Return the lines of the records from the line with "Please trace the outline of every instance of the performer" to the line with "652 491 L 652", both included, copied with no changes.

Segmentation labeling entries
Begin

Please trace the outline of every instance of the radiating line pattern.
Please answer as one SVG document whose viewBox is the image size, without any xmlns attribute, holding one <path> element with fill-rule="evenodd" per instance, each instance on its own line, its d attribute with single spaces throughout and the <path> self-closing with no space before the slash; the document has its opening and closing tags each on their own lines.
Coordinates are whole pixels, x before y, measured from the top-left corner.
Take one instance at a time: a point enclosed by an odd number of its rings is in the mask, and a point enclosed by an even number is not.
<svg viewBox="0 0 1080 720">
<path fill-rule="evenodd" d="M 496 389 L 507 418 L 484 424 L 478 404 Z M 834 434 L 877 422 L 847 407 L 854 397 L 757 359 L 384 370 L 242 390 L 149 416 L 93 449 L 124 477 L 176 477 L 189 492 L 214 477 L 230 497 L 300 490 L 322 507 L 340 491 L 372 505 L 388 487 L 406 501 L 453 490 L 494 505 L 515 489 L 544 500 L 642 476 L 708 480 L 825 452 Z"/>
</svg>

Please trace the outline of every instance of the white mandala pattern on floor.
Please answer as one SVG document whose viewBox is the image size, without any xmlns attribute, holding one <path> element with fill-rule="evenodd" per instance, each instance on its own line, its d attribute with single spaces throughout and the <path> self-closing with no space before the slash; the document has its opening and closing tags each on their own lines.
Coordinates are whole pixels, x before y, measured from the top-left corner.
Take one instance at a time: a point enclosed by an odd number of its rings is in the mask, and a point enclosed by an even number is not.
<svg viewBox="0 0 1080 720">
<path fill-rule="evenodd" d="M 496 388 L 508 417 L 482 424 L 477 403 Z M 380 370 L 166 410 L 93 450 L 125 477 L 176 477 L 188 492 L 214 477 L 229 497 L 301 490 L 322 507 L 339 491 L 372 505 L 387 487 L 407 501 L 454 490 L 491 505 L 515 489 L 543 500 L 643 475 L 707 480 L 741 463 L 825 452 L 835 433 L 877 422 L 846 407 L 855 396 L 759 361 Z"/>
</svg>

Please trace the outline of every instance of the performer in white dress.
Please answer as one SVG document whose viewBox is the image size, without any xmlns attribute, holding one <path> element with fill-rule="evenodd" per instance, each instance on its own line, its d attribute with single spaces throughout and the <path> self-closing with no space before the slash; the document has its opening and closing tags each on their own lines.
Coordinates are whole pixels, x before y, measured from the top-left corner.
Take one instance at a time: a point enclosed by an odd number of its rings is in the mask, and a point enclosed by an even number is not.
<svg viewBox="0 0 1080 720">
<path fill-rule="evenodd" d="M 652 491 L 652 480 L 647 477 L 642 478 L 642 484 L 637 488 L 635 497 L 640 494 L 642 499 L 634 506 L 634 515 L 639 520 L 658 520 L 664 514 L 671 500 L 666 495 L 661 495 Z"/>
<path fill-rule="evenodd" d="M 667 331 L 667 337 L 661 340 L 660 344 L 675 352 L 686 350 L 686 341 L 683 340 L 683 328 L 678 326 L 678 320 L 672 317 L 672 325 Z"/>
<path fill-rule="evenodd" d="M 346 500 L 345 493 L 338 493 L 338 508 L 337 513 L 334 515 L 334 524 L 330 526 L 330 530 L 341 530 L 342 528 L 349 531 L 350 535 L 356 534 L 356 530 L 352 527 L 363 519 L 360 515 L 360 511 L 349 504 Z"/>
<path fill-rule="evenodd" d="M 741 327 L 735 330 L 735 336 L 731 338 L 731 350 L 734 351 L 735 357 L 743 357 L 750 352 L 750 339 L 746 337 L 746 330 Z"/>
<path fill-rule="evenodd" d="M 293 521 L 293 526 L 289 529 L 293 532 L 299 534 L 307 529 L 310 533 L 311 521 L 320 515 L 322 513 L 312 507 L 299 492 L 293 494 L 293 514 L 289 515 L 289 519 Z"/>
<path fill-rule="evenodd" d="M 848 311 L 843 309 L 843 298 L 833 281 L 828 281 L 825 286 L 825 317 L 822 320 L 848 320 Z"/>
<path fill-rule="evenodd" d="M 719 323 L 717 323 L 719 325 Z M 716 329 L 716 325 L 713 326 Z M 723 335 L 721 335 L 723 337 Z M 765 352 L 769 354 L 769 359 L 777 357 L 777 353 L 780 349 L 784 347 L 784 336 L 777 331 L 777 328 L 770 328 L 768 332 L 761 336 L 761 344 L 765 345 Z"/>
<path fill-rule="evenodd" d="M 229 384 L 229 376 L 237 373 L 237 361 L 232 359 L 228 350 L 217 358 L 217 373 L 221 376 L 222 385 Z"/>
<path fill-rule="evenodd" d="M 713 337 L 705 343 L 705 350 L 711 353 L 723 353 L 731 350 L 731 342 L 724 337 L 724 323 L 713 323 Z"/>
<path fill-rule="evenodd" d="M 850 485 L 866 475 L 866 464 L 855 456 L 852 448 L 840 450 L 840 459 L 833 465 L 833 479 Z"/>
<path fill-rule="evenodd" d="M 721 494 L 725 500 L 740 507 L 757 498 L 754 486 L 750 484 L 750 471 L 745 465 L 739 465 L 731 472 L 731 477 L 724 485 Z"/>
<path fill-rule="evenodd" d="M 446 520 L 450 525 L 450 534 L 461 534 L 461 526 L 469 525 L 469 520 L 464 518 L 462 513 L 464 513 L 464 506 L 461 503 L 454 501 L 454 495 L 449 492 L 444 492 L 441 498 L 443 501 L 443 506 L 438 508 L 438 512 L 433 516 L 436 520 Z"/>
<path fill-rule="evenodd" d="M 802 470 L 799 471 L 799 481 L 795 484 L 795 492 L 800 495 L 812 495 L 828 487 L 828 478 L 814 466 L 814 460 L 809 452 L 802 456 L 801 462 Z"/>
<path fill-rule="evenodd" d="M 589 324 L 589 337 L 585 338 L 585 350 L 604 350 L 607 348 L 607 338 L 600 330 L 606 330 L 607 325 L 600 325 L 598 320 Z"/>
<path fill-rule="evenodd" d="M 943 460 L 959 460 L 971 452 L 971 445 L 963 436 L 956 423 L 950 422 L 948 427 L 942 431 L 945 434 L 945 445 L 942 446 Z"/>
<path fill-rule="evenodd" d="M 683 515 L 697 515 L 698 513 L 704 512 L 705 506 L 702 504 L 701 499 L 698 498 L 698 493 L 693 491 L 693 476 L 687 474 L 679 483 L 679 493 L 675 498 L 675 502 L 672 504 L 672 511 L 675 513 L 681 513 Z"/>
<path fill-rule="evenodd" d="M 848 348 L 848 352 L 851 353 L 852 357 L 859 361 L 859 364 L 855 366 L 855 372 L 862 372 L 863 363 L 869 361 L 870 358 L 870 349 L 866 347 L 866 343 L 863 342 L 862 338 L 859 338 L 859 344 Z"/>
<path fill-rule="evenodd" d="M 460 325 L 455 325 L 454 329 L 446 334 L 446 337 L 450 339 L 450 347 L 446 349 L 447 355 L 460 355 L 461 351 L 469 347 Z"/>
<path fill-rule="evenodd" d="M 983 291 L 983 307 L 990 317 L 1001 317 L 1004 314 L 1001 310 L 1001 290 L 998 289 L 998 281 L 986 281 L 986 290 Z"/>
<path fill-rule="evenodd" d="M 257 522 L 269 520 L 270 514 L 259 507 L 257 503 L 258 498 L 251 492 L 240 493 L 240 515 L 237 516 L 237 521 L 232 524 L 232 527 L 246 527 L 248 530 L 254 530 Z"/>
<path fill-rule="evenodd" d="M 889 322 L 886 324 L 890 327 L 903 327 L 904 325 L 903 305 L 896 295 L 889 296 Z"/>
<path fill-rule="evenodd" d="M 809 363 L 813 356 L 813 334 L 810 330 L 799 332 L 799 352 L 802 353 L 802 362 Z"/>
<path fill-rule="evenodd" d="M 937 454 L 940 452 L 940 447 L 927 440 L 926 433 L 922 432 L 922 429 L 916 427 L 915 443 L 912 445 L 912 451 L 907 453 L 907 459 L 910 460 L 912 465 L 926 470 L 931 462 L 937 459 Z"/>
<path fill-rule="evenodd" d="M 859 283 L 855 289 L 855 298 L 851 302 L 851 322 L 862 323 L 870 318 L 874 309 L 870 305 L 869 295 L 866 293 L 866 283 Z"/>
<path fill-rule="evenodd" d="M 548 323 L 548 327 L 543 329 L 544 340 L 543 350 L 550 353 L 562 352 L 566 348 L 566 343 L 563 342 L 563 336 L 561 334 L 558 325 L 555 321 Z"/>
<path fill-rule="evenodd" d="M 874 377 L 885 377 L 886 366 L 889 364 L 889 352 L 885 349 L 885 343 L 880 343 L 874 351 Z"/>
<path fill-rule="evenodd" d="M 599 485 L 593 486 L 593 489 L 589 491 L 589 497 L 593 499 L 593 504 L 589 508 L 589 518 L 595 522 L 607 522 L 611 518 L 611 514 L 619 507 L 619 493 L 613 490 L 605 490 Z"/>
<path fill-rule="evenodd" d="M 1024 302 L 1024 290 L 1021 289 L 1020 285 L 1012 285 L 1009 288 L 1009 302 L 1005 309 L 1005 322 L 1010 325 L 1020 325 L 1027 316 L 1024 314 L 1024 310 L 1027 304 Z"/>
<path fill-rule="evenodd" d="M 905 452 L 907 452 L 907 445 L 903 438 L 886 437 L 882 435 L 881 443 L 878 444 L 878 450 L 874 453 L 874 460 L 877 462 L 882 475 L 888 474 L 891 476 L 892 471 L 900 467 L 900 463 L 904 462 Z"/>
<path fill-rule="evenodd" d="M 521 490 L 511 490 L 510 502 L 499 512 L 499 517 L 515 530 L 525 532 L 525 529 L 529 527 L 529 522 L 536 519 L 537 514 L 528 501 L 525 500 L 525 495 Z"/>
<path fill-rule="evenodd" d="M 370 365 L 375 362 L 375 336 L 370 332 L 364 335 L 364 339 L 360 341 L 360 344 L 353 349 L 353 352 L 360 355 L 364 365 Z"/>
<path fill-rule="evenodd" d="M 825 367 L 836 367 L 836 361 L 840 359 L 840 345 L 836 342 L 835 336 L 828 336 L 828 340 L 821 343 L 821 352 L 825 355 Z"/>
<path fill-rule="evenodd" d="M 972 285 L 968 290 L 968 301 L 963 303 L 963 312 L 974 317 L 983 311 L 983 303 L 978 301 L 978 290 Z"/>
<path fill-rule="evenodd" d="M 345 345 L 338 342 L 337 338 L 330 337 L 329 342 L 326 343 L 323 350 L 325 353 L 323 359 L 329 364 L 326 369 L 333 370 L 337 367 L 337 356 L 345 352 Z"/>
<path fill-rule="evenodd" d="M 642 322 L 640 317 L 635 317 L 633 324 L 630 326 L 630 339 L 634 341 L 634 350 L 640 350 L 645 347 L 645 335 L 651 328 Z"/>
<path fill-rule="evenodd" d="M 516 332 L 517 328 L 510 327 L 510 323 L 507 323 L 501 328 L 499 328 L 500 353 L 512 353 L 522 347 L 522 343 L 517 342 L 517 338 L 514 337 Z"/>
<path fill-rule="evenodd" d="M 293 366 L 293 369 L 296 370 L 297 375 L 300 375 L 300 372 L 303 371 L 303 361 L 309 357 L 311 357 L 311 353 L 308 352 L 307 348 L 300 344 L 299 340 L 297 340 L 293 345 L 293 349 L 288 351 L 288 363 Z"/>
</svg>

End

** PROBLEM SOLUTION **
Please trace the outline of every instance of the performer in white dress.
Please answer as one SVG document whose viewBox is the image size, without any xmlns attribute, holding one <path> element with fill-rule="evenodd" per instance, each instance on its own line, its d attribute with single spaces throughout and the <path> self-closing with no space before the slash; the document has its opening and closing tags each on their own lines.
Coordinates are whole pixels, x before y, measured from the top-left corner.
Take one instance at a time: a point enclosed by an odd number of its rings is in the mask, and a point enclosed by an even number is not.
<svg viewBox="0 0 1080 720">
<path fill-rule="evenodd" d="M 652 491 L 652 480 L 647 477 L 642 478 L 642 484 L 637 488 L 635 497 L 640 494 L 642 499 L 634 506 L 634 515 L 639 520 L 658 520 L 664 514 L 671 500 L 666 495 L 661 495 Z"/>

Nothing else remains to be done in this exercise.